(Document extract begins)

|Federal Bank 1QFY21 Highlight||1QFY21||4QFY20||1QFY20||YoY (%)||QoQ (%)|
|Net Interest Income||1296||1216||1154||12%||7%|
|Net interest Margin (%)||3.07%||3.04%||3.15%||(8)bps||3 bps|
|Cost to income ratio (%)||47.76%||50.22||49.36%||(160) bps||(246) bps|
|Federal Bank Balance sheet||1QFY21||1QFY20|
|Reserve and Surplus||14524||13264|
|Other Liability and Provision||4723||4188|
|Cash and Balance with RBI||5887||6449|
|Balance with bank, Money at call||14054||2791|
- Net Interest Income up 12% to Rs 1,296.4 crore and Net profit up 4% to Rs 400.77 crore.
- Gross NPA at 2.96% from 2.84% in the previous quarter and Net NPA at 1.22% from 1.31% .
- Provisions at Rs 394.6 crore from Rs 567.5 crore in the previous quarter and Rs 192 crore last year.
- Made additional net provisions of Rs 93 crore against the likely impact of Covid-19.
- Fresh slippages during the quarter is Rs180cr vs 280cr in Q4FY20
- Loan growth at ~8.3% YoY to Rs 1.21 t. Deposits grew at 17% YoY. Retail deposits forms 92% of total deposits.
- CASA grew at 19% YoY and improved to 32.02% vs 30.5% in 4QFY20.
- Moratorium Update: Overall, 35% of the loan portfolio has availed moratorium as on 12th Jul’20 while Net moratorium stands at 24%.
- Bank maintain their strategy of keeping deposit base granularized and diversified with record numbers across CASA.
- Robust traction in saving account deposit especially NR saving account deposits help the Bank’s liability franchise to strengthen. Bank focuses on growing retail deposits while curtailing bulk deposit.
- Loan book growth remained curtailed at 8.3% affected by COVID-19 and weak macros.
- Disbursed Rs 10bn (as on 14.07.20 Rs 12.5 billion) though only 70%-75% of eligible customers opted for it with some customers utilizing the funds to pay their moratorium dues.
- Under the Retail moratorium book, significant number of customers have substantial balances available.
- NIMs were supported by growth in favorable products like Gold and restrained growth from low yielding products like Corporate and Housing while robust growth in low cost deposits also aided NIM levels.
- Pension provisioning will remain vulnerable to yield movements sometimes warranting further provisioning while also warranting for write backs.
- For FY21, Bank expects recoveries to remain dull with only Rs 100 crore expected for Q2FY21 as against the usual run-rate of Rs 250 crore-Rs 300 crore per quarter
Bank has reported good set of numbers with strong liability franchise and substantial improvement in slippage and operating cost. Management highlighted that Q2FY21 will provide the real stress as moratorium is likely to be lifted in August 2020. Company is actively reviewing its overall cost structure which is reflecting in Q1FY21 financial results (lowest cost-income ratio in last 24 quarters). No specific guidance is given by the management regarding the same.

(Document extract ends)
(Dataset records begins)

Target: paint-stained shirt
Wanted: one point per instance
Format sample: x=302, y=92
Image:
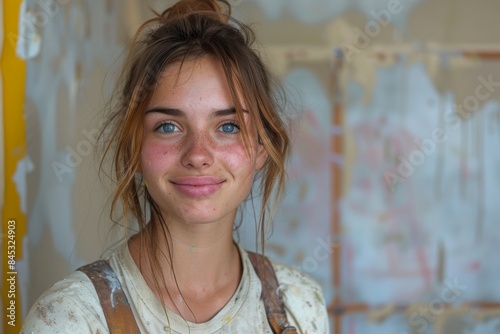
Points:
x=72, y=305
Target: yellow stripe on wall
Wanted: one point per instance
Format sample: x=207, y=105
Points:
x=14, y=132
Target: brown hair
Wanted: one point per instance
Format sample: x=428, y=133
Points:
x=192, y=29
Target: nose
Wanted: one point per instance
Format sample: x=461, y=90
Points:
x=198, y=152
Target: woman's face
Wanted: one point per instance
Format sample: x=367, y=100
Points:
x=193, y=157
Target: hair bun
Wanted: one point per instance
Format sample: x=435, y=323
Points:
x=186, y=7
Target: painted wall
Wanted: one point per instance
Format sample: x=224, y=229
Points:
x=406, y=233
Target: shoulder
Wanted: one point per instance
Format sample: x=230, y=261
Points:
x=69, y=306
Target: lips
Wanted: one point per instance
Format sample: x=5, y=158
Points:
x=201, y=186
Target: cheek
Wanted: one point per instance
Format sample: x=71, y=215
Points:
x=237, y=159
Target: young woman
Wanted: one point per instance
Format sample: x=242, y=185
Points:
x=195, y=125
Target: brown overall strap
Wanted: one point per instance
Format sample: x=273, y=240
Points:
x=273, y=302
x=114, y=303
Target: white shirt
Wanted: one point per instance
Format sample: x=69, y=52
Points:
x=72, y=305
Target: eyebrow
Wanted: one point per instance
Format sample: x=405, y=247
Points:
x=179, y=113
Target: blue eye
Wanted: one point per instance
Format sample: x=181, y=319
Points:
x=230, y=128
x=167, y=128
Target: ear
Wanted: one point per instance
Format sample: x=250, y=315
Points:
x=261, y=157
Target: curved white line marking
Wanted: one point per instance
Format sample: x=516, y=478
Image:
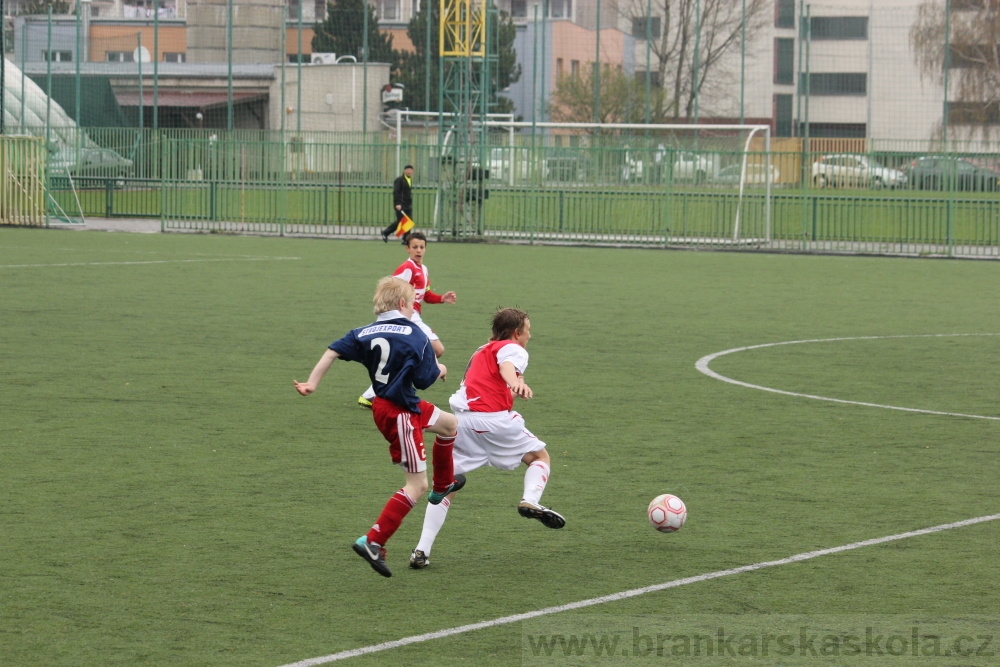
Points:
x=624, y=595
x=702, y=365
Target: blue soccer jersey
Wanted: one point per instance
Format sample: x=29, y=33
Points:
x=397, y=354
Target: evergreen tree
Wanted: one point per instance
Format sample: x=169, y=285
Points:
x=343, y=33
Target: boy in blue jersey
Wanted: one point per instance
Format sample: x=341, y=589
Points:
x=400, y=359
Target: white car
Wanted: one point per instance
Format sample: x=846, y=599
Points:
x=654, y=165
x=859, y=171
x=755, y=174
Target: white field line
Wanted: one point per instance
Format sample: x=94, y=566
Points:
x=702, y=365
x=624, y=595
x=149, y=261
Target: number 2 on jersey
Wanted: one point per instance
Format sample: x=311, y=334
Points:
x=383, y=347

(Dataset records ends)
(Dataset records begins)

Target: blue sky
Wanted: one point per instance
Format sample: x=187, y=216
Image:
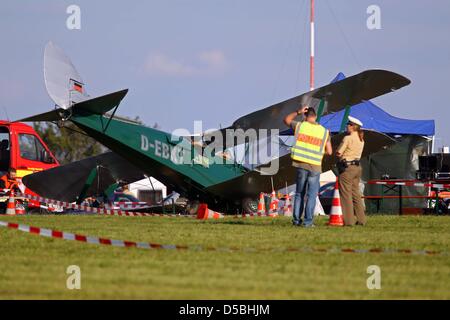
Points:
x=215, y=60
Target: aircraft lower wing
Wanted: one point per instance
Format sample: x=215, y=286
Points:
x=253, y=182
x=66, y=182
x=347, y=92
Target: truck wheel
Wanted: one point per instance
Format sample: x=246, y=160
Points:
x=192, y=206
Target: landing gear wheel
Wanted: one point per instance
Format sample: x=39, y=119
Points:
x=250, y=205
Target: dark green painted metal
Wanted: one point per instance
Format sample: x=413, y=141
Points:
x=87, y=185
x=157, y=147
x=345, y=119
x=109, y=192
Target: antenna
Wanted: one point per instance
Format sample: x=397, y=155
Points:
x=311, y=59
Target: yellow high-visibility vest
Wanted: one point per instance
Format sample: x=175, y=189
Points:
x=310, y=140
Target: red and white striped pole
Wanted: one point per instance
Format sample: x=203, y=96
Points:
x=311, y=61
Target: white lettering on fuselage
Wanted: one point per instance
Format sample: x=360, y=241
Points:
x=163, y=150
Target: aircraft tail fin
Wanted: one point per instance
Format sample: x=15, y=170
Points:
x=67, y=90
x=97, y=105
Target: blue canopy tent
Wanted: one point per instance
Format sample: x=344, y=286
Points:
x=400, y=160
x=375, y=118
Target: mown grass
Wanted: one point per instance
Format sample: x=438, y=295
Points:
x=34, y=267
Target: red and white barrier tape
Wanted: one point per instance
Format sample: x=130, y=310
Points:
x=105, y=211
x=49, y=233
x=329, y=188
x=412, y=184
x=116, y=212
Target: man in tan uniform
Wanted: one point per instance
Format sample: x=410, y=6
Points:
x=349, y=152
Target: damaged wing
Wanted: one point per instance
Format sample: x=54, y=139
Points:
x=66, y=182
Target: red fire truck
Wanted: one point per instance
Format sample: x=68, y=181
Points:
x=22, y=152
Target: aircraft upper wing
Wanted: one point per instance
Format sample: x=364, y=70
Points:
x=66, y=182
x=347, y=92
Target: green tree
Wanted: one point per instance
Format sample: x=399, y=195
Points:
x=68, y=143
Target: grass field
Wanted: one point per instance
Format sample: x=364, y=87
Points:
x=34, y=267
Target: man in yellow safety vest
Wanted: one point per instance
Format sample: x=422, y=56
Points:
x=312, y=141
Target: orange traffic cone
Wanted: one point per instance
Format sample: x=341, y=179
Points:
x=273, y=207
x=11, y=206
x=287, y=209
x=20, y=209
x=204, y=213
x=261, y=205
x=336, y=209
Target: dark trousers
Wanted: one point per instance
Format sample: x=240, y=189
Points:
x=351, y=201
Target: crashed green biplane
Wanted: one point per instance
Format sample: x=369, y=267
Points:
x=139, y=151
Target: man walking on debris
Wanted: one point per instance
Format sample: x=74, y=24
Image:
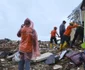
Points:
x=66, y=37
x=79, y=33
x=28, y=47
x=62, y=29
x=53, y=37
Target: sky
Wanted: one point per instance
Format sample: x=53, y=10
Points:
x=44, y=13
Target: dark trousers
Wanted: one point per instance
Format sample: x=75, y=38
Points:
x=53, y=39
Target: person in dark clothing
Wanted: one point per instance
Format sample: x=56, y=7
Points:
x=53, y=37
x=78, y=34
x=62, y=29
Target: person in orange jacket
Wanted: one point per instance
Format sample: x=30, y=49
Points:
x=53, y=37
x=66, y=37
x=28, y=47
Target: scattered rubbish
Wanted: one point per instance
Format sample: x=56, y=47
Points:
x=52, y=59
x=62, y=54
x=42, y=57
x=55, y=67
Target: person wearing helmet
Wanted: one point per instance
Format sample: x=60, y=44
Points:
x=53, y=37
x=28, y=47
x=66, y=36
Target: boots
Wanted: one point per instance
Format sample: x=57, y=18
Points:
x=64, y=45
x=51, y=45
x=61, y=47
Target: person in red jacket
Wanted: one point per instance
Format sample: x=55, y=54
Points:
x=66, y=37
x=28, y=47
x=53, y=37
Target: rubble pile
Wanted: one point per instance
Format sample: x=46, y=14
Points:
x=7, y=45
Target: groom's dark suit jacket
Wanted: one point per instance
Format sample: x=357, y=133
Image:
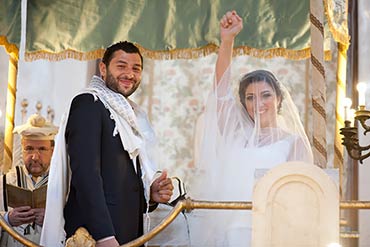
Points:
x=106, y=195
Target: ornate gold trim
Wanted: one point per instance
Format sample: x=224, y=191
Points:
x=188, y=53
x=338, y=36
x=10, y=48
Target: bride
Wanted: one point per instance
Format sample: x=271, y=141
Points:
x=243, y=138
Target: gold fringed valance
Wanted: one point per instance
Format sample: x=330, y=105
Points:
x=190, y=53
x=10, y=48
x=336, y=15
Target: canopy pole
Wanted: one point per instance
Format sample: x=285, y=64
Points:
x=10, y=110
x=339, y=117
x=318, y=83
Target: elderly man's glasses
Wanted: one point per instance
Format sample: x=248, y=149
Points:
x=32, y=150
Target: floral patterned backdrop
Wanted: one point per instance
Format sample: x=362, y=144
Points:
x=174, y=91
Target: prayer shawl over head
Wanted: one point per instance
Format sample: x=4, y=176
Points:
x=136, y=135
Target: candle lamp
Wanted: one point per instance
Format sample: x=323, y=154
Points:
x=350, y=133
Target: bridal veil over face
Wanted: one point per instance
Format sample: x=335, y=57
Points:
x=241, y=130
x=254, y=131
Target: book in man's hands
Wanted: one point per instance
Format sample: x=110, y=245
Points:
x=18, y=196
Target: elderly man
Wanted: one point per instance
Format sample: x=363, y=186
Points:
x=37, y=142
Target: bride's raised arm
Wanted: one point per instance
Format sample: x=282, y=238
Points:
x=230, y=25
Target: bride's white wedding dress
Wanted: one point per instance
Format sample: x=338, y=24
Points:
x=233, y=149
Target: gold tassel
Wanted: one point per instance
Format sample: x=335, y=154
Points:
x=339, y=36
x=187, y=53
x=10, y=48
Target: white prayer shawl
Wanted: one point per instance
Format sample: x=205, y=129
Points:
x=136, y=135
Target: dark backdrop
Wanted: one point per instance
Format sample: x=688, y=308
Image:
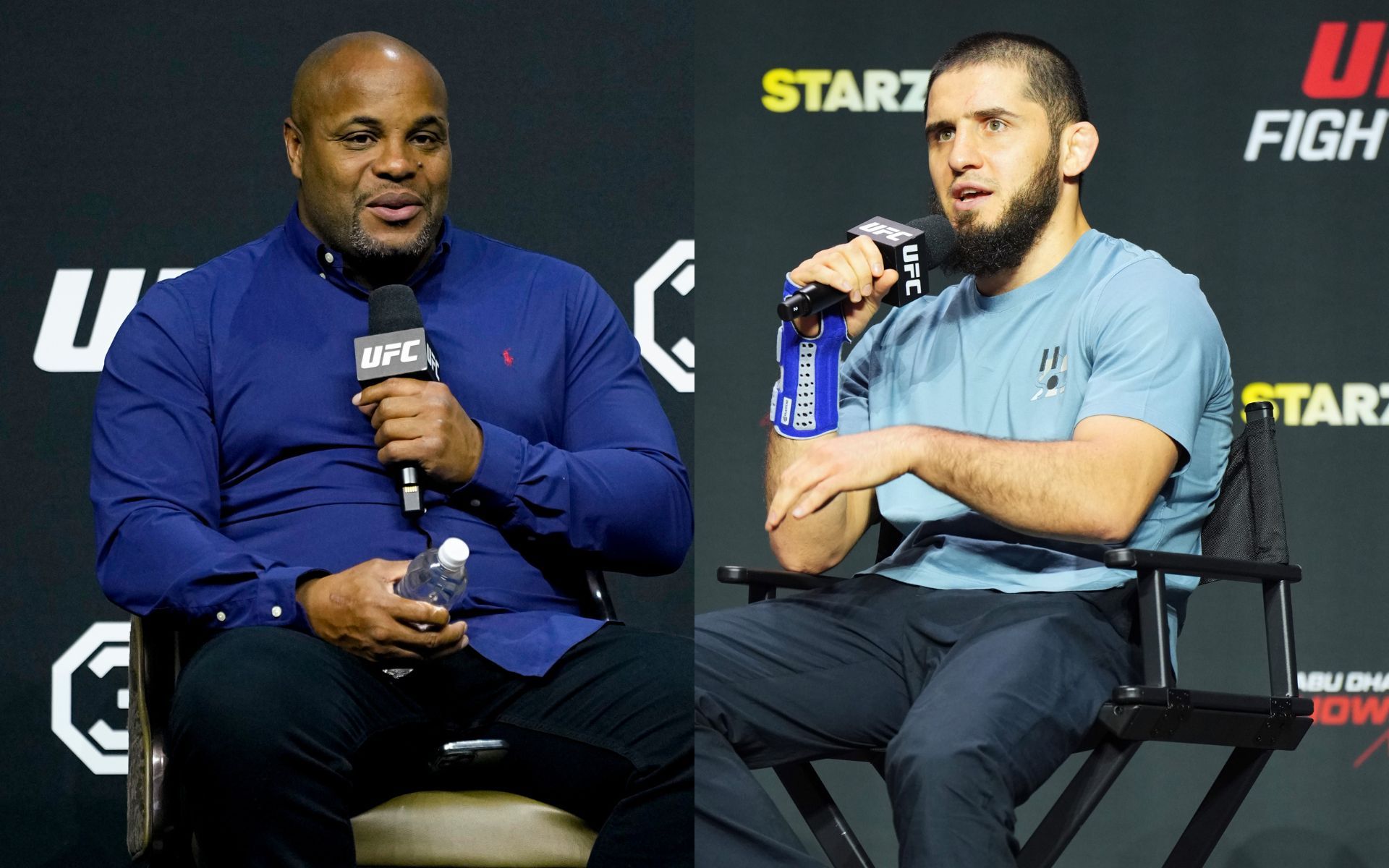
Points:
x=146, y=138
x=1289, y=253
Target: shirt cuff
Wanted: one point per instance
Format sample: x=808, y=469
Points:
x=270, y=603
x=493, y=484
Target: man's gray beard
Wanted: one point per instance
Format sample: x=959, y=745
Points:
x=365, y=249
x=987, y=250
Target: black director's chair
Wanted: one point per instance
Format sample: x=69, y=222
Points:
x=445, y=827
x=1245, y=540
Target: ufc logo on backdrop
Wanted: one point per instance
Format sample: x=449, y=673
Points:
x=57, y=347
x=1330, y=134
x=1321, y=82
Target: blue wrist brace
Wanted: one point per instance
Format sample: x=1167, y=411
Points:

(Dataset records ends)

#### [Check your understanding]
1) Can you reproduce the Federal Bank results note from "- Provisions at" to "impact of Covid-19."?
2) Do these statements agree with the Federal Bank results note? (a) Deposits grew 17% year over year. (b) Net profit rose 12%. (c) Net moratorium stands at 35% of the loan portfolio. Answer yes or no for each, quoting the deciding words of the note.

#### [Outputs by task]
1)
- Provisions at Rs 394.6 crore from Rs 567.5 crore in the previous quarter and Rs 192 crore last year.
- Made additional net provisions of Rs 93 crore against the likely impact of Covid-19.

2)
(a) Yes: "Deposits grew at 17% YoY."
(b) No: "Net profit up 4% to Rs 400.77 crore."
(c) No: "Net moratorium stands at 24%."